Exercise
Copy the rows word for word, from the start of the rows through the line that contains "point(226, 229)", and nothing after that line.

(Object pointing dataset rows)
— begin —

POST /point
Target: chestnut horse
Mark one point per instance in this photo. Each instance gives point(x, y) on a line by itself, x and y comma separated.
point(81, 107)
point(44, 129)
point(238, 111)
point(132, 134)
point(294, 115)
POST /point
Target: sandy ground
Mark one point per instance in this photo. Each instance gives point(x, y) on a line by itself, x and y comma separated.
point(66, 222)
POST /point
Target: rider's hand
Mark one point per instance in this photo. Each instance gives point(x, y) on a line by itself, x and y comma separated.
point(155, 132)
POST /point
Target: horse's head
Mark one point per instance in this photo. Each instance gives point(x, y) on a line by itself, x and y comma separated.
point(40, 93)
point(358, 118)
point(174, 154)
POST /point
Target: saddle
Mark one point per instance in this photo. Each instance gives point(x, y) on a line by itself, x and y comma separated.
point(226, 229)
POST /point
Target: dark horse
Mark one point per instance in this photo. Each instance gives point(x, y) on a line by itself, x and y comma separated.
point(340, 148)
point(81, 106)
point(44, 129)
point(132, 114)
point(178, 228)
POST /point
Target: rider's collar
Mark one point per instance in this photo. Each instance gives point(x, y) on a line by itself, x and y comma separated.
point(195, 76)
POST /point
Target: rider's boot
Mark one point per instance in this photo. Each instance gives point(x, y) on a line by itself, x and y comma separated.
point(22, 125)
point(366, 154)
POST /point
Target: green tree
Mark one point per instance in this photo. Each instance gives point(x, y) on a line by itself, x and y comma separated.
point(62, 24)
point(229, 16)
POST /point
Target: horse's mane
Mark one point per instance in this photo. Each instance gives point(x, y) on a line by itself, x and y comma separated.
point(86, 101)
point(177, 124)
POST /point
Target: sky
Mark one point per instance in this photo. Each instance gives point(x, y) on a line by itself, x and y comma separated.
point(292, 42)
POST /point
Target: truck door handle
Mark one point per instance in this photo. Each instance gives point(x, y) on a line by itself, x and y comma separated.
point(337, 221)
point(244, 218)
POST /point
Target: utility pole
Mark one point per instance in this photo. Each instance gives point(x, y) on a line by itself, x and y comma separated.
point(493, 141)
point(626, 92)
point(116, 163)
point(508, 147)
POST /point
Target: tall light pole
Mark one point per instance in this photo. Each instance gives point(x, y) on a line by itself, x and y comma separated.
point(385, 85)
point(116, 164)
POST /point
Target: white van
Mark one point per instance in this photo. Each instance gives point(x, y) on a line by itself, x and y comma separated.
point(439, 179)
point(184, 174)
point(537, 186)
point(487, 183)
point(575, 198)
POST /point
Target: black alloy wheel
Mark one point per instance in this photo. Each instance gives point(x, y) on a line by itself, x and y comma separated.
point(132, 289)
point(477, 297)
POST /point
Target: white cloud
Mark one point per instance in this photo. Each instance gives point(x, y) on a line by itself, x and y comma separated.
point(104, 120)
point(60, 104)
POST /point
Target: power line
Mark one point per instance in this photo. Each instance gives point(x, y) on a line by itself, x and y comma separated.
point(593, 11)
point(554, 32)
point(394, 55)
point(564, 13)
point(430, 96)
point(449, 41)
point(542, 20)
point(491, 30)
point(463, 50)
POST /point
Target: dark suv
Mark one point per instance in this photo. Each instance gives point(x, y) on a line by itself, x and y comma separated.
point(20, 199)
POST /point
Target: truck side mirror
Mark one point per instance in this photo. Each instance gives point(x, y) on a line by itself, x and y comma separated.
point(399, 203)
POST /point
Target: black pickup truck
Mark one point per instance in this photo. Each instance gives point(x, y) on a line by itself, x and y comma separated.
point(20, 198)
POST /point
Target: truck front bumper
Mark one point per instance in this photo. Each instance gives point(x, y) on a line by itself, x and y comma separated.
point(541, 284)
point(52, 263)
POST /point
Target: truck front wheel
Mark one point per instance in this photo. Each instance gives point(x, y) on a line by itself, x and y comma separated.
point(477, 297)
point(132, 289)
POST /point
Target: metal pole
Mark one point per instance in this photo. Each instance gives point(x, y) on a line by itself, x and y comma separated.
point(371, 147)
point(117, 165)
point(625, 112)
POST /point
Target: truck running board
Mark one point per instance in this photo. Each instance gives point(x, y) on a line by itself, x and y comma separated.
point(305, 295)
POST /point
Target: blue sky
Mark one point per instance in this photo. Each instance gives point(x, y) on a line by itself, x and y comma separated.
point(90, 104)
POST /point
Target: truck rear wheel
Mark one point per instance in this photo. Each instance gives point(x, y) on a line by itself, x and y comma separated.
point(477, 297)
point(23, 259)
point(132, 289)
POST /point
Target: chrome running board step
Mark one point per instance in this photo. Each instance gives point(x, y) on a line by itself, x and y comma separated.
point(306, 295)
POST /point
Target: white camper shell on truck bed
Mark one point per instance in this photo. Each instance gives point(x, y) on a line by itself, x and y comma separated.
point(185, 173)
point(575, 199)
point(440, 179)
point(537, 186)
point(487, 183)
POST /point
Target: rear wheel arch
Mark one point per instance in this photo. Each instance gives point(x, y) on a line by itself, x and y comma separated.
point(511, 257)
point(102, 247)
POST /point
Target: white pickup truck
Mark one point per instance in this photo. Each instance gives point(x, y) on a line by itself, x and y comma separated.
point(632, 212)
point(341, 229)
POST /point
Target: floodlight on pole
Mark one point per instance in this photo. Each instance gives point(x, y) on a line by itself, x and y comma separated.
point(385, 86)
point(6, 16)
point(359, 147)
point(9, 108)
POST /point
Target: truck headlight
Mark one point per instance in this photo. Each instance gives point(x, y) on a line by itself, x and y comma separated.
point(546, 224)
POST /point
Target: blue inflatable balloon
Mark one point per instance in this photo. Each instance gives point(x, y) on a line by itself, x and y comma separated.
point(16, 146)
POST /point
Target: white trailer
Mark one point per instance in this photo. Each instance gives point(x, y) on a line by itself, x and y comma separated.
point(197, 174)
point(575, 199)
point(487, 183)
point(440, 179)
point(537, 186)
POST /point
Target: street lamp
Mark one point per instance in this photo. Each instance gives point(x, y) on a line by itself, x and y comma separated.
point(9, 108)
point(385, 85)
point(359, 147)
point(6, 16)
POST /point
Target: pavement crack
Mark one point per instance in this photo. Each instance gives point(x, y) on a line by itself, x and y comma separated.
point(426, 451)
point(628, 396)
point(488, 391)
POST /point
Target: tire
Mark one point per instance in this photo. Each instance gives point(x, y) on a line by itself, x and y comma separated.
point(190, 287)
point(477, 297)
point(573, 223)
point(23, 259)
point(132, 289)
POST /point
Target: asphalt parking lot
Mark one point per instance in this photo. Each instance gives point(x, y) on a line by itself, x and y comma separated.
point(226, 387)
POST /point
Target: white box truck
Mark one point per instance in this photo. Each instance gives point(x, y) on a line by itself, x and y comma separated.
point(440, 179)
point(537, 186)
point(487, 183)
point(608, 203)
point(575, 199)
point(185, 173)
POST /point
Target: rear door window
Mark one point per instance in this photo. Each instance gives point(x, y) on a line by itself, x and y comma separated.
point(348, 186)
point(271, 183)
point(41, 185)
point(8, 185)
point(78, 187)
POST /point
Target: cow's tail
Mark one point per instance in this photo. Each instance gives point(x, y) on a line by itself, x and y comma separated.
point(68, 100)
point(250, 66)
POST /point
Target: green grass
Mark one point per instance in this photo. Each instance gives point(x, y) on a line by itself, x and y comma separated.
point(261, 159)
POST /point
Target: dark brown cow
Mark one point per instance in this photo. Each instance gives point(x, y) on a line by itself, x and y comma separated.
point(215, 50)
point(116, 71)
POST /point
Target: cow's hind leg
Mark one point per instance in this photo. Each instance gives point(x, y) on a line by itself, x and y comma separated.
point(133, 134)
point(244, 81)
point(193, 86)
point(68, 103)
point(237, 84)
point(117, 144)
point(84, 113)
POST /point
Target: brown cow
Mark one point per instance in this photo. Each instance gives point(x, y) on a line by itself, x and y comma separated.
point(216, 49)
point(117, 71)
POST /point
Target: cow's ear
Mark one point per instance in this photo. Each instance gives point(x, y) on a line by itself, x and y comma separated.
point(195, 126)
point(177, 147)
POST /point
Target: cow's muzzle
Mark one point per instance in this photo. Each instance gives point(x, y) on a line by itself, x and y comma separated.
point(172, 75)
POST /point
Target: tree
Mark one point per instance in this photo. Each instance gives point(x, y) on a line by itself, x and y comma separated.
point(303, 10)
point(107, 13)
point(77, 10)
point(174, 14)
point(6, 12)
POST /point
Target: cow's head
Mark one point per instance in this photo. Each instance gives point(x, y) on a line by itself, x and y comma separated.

— end —

Reply to the exercise
POST /point
Target: chestnut horse
Mark one point per instance in this photo. Each instance gives point(x, y) on a line by itself, x and y comma separated.
point(81, 107)
point(44, 129)
point(238, 111)
point(132, 134)
point(294, 115)
POST /point
Target: sandy ground
Mark one point per instance in this photo. Each instance gives point(x, y) on a line by itself, x and y comma separated.
point(66, 222)
POST /point
Target: rider's hand
Mark one point per instance in this photo. Each instance gives point(x, y) on a line by itself, x and y comma separated.
point(155, 132)
POST /point
Target: horse's head
Mark one point per instance in this photo. Each instance gives point(x, y) on a line by itself, x and y comma separated.
point(40, 93)
point(358, 118)
point(174, 154)
POST /point
Target: saddle
Mark one point per instance in this photo. Each instance gives point(x, y) on a line by itself, x and y comma separated.
point(226, 229)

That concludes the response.